>> begin Given data

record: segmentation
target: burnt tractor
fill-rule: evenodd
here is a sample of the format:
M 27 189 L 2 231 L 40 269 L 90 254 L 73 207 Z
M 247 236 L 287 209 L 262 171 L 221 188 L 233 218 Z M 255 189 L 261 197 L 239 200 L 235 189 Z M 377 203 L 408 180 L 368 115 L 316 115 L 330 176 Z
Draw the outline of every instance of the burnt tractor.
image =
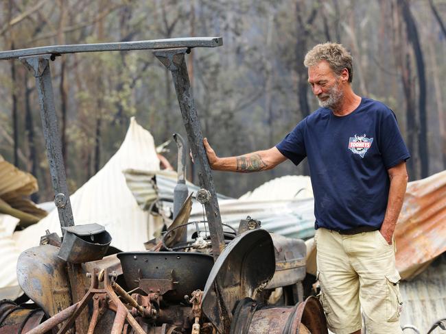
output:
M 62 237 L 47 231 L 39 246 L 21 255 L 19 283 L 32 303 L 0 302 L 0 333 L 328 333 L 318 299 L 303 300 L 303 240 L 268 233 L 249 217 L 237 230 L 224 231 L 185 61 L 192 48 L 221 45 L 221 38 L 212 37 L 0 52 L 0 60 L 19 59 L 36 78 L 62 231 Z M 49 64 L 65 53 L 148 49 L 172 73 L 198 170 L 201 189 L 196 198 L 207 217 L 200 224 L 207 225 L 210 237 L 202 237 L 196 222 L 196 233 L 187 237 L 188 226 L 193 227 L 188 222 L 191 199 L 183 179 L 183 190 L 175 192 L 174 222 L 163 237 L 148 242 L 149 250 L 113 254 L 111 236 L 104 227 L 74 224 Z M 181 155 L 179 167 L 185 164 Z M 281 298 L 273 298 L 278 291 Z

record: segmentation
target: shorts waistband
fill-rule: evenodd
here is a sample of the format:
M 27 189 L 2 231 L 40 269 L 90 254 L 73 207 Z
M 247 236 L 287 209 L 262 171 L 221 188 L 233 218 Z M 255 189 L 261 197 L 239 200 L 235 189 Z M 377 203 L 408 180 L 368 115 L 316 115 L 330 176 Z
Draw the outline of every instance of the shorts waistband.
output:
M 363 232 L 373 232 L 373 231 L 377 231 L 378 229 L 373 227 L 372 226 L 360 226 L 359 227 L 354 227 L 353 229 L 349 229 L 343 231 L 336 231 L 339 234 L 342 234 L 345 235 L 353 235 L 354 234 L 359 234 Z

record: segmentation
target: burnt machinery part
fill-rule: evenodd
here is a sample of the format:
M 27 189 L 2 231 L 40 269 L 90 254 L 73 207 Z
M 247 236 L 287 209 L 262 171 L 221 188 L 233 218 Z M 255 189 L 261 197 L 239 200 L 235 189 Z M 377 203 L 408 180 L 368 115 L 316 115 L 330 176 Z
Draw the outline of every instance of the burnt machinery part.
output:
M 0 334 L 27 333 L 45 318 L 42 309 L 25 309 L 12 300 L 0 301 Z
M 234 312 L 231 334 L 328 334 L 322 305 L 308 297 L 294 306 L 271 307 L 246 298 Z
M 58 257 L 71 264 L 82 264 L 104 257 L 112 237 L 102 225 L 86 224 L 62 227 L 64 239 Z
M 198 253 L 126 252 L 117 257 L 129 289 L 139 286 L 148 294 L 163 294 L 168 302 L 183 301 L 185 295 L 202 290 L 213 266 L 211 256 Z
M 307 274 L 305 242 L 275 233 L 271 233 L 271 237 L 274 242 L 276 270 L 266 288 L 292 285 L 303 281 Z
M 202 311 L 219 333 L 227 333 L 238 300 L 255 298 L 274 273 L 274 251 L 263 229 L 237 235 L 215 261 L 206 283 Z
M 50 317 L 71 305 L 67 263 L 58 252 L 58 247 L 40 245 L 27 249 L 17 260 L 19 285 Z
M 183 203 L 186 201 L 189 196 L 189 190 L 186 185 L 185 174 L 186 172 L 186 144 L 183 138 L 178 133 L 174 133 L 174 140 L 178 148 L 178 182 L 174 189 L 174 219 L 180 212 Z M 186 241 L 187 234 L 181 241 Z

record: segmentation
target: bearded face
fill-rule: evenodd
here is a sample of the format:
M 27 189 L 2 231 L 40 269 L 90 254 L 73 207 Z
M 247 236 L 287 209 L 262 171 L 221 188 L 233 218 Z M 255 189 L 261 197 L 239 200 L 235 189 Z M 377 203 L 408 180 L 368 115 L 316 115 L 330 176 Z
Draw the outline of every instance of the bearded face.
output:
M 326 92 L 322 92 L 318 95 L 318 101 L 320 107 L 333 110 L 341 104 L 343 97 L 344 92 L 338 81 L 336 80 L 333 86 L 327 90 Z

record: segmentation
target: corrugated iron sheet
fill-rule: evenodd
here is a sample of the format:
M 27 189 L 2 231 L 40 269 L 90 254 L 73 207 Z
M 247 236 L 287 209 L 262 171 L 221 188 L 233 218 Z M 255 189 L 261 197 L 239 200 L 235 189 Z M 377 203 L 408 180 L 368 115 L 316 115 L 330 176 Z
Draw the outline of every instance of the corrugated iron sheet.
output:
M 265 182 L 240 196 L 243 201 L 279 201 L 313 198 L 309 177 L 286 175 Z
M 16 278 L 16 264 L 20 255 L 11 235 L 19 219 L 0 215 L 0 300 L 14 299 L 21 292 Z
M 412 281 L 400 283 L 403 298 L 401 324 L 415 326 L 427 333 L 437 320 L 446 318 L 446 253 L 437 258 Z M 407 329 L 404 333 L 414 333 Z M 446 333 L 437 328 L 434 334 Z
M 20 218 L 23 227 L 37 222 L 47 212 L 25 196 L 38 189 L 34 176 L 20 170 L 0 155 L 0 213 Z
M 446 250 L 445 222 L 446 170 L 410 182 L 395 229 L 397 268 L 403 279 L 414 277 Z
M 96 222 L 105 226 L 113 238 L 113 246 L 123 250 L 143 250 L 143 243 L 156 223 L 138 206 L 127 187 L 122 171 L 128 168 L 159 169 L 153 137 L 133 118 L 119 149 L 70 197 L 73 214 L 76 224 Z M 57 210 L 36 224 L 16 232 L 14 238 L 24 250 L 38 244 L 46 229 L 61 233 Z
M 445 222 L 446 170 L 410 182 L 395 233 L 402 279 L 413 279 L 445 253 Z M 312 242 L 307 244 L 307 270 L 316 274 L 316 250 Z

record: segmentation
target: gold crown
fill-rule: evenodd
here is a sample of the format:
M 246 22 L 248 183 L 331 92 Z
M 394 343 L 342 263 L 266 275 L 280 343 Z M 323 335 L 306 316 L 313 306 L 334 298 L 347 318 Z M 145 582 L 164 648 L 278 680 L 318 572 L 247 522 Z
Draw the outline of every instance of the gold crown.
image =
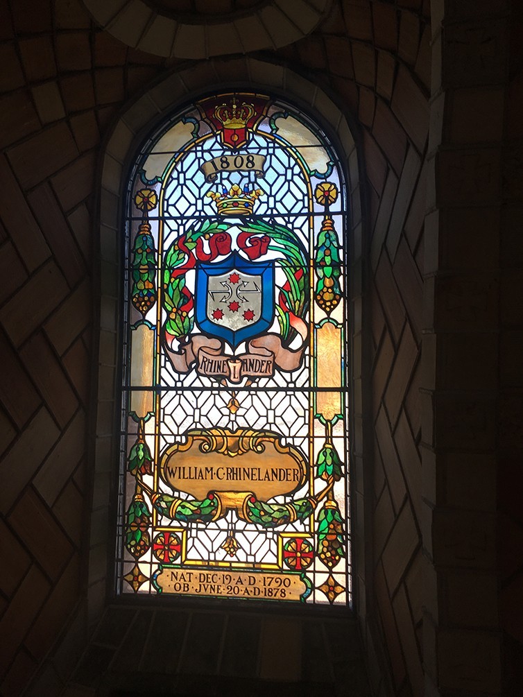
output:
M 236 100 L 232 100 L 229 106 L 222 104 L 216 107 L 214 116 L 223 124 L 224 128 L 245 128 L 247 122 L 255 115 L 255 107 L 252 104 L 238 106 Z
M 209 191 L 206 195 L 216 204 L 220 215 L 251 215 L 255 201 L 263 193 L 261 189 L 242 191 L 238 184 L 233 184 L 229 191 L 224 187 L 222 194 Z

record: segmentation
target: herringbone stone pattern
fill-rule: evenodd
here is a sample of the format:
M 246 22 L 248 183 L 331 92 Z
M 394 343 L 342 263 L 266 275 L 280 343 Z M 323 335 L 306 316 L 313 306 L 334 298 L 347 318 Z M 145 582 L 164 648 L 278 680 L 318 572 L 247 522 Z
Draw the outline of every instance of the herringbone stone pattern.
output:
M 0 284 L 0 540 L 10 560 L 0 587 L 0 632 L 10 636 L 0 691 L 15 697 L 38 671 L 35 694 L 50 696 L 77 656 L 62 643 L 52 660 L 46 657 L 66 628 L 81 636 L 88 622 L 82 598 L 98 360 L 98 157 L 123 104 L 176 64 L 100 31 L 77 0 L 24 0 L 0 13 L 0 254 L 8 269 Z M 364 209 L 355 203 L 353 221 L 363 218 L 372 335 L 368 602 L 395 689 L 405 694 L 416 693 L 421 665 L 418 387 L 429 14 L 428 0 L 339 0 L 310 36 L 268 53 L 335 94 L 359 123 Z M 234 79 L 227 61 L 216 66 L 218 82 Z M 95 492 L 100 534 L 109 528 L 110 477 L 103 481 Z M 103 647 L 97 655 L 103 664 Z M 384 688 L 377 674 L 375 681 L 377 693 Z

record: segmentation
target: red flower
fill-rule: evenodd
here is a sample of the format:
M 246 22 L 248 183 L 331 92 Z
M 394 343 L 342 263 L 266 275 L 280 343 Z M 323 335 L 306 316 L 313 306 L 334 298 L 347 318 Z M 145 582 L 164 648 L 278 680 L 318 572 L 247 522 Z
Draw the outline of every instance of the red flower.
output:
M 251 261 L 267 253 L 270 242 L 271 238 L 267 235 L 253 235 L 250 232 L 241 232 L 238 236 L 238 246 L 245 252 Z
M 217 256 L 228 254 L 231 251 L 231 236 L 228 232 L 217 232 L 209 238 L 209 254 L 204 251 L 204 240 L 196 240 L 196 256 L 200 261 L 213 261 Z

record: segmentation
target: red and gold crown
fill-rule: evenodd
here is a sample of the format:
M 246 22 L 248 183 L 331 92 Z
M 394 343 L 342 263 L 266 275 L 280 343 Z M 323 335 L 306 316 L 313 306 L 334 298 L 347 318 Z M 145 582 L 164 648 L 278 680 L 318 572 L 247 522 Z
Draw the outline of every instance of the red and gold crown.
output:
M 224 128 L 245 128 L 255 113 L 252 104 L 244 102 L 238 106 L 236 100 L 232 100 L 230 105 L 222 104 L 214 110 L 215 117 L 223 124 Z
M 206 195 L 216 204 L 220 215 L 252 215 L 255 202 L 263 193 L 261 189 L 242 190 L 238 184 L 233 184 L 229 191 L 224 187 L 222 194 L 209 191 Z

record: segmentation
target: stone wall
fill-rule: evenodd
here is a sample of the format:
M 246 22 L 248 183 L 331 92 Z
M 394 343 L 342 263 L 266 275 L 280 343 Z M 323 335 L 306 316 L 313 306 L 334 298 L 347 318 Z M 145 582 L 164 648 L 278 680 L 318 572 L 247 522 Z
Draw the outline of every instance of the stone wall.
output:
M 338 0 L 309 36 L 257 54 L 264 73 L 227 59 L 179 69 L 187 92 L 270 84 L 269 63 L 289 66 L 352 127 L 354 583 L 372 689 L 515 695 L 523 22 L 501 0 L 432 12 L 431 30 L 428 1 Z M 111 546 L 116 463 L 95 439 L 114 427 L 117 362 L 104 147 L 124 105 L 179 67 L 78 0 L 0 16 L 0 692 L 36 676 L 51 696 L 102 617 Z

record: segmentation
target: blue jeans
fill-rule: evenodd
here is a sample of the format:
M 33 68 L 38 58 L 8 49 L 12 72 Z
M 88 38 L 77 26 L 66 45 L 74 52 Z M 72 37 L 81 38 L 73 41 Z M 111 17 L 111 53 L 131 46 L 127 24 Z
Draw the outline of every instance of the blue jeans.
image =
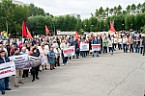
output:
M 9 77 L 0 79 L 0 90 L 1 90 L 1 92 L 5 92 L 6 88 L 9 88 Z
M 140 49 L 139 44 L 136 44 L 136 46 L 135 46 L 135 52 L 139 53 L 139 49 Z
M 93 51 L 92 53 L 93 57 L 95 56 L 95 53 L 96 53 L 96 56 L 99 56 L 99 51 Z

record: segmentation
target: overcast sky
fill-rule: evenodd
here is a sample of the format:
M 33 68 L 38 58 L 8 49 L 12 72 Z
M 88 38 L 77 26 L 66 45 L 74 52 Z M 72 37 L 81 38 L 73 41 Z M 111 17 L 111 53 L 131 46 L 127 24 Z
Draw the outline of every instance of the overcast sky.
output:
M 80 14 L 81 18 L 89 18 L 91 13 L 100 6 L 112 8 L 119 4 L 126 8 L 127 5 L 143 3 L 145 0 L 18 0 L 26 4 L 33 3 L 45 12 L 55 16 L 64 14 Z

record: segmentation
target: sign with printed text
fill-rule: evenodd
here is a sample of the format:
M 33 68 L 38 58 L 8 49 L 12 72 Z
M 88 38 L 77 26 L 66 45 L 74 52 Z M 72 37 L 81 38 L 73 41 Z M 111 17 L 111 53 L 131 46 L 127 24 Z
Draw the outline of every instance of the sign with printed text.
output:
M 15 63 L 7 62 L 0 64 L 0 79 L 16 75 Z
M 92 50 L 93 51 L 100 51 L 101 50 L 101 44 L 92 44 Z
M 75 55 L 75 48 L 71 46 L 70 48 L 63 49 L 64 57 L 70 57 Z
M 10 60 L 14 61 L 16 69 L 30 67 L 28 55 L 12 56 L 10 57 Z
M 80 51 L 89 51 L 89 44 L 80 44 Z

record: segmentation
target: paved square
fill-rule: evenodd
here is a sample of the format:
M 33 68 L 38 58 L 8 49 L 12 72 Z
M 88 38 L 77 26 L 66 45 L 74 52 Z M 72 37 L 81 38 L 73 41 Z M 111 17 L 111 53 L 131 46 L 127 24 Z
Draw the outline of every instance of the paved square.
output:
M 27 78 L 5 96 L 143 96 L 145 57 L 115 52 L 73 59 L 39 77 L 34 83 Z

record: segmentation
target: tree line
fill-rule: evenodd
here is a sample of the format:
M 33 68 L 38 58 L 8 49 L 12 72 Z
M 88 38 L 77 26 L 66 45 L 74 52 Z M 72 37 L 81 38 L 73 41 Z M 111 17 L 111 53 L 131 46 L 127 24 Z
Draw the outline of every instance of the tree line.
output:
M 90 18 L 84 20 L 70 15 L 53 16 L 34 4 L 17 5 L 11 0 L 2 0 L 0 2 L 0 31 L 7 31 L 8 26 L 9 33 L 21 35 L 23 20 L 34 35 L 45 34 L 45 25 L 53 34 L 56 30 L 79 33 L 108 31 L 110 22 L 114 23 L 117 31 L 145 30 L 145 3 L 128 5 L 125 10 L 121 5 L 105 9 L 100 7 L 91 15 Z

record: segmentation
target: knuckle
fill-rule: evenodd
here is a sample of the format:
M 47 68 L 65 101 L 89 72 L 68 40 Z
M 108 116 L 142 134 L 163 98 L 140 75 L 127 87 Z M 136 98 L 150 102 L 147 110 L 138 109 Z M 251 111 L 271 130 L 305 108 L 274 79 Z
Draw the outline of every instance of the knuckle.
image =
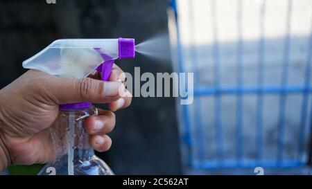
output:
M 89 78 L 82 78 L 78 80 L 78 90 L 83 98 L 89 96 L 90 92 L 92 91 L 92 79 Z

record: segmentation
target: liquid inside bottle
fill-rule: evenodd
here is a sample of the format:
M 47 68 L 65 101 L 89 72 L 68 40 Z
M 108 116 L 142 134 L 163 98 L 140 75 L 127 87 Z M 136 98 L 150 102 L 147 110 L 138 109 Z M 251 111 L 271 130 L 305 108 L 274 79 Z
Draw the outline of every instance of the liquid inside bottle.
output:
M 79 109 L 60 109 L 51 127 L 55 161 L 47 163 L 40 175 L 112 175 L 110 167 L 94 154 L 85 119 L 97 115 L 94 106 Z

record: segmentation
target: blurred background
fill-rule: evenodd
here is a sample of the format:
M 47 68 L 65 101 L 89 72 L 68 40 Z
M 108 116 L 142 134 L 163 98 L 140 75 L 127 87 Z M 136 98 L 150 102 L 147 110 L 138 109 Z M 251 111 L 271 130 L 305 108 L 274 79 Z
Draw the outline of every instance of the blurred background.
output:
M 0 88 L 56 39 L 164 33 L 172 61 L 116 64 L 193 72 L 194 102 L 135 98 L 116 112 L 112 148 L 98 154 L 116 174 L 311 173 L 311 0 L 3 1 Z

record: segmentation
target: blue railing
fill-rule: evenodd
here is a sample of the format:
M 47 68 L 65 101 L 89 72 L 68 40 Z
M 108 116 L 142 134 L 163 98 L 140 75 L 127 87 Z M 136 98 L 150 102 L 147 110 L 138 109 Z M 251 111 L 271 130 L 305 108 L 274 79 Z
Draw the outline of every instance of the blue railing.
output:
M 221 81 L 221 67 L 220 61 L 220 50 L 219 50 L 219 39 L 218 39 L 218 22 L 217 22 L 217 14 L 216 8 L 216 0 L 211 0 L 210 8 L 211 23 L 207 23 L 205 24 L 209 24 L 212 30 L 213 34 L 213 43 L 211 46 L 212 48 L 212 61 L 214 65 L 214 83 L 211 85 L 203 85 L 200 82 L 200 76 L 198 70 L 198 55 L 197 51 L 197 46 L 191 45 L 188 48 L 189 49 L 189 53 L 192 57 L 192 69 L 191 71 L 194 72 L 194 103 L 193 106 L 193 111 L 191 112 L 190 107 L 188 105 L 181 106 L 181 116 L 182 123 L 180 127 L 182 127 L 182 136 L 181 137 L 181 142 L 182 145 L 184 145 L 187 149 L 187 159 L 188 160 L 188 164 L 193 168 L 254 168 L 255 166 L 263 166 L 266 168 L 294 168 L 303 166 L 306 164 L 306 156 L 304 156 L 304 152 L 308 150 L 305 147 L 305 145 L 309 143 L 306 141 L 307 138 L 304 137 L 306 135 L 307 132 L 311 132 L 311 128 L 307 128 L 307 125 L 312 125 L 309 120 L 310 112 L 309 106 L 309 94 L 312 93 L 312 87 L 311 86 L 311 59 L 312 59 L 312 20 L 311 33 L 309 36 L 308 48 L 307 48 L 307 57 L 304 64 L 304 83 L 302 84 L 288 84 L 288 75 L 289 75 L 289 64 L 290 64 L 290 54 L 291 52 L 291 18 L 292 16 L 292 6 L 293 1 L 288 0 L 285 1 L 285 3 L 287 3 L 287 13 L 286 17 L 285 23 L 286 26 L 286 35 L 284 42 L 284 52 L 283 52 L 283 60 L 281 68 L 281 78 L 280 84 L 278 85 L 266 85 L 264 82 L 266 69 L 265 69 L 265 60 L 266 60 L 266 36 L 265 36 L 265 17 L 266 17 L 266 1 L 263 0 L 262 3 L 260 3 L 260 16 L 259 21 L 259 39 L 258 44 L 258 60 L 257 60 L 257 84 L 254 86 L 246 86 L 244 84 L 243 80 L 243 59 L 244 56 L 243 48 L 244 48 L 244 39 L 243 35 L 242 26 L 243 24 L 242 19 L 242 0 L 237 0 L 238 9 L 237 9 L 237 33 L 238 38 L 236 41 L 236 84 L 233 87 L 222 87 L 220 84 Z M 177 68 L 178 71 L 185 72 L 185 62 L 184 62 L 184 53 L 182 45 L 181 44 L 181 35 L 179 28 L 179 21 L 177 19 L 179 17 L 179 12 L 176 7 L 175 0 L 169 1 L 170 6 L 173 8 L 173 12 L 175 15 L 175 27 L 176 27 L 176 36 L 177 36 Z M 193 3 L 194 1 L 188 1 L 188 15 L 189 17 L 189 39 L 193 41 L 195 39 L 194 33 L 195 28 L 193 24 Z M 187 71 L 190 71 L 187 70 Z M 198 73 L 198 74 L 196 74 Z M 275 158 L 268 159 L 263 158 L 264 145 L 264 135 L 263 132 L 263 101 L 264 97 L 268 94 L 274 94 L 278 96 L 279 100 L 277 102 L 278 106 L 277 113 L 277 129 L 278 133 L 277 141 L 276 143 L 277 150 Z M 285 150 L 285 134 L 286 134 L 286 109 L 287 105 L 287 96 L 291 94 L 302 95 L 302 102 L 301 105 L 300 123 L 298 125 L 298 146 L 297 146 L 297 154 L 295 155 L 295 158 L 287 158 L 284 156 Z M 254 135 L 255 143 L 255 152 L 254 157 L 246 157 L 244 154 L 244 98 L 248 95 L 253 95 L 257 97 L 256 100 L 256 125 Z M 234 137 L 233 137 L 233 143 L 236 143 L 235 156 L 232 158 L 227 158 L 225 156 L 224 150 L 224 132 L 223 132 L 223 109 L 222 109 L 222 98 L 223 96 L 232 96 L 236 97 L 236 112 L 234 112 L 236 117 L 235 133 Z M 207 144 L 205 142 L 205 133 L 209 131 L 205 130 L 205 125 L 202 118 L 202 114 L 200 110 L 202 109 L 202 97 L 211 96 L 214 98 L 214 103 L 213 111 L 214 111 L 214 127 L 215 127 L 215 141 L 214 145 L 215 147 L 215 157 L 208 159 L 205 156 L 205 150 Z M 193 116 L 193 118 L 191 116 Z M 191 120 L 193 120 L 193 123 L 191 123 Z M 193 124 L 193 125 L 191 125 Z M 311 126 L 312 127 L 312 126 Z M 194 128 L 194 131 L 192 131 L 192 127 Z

>> end Given data

## What to work on
Write out the stretch from the start of the rows through the line containing "M 363 232 L", switching "shorts waistband" to "trouser waistband" and keeping everything else unchanged. Leave the pictures out of your answer.

## Result of this exercise
record: segmentation
target: burnt tractor
fill-rule: evenodd
here is a sample of the format:
M 27 189 L 2 231 L 40 269 L 90 254 L 73 207 Z
M 247 236 L 287 209 L 262 171 L 221 188 L 233 218 Z M 255 189 L 261 197 L 239 200 L 235 189 Z M 377 203 L 408 180 L 368 115 L 316 115 L 330 176 Z
Draw the outline of every instance of the burnt tractor.
image =
output:
M 62 237 L 47 231 L 39 246 L 21 255 L 19 283 L 32 303 L 0 302 L 0 333 L 328 333 L 318 299 L 303 300 L 303 240 L 268 233 L 249 217 L 237 230 L 224 231 L 185 61 L 192 48 L 221 45 L 221 38 L 212 37 L 0 52 L 0 60 L 19 59 L 36 78 L 62 231 Z M 49 64 L 65 53 L 148 49 L 172 73 L 198 170 L 201 189 L 196 198 L 207 217 L 200 224 L 207 225 L 210 237 L 202 237 L 196 222 L 196 233 L 187 237 L 188 226 L 193 227 L 188 222 L 191 199 L 183 179 L 183 190 L 175 192 L 174 222 L 163 237 L 148 242 L 149 250 L 113 254 L 111 236 L 104 227 L 74 224 Z M 181 155 L 179 167 L 185 164 Z M 281 298 L 273 298 L 278 291 Z

record: segmentation
target: trouser waistband
fill-rule: evenodd
here is a sample of the format:
M 27 189 L 2 231 L 40 269 L 90 254 L 73 207 Z
M 247 236 L 287 209 L 262 171 L 221 188 L 233 218 Z M 255 189 L 261 197 L 239 200 L 235 189 Z M 377 203 L 408 180 L 368 115 L 316 115 L 330 176 Z
Draw the outline of every instance of the trouser waistband.
output:
M 363 232 L 373 232 L 373 231 L 377 231 L 378 229 L 373 227 L 372 226 L 360 226 L 359 227 L 354 227 L 353 229 L 349 229 L 343 231 L 336 231 L 339 234 L 342 234 L 345 235 L 353 235 L 354 234 L 359 234 Z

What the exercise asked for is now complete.